Everything from the line holding "Format each answer" through the last line of the listing needs to be repeated exactly, with no other lines.

BEGIN Supplied material

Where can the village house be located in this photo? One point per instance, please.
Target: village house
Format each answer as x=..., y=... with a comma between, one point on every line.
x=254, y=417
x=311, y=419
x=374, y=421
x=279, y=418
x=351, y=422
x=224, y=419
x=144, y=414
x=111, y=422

END Supplied material

**The completed task:**
Format each answer as x=..., y=... with a comma between, one point on every line.
x=254, y=417
x=311, y=419
x=374, y=421
x=279, y=418
x=351, y=422
x=224, y=419
x=144, y=414
x=111, y=422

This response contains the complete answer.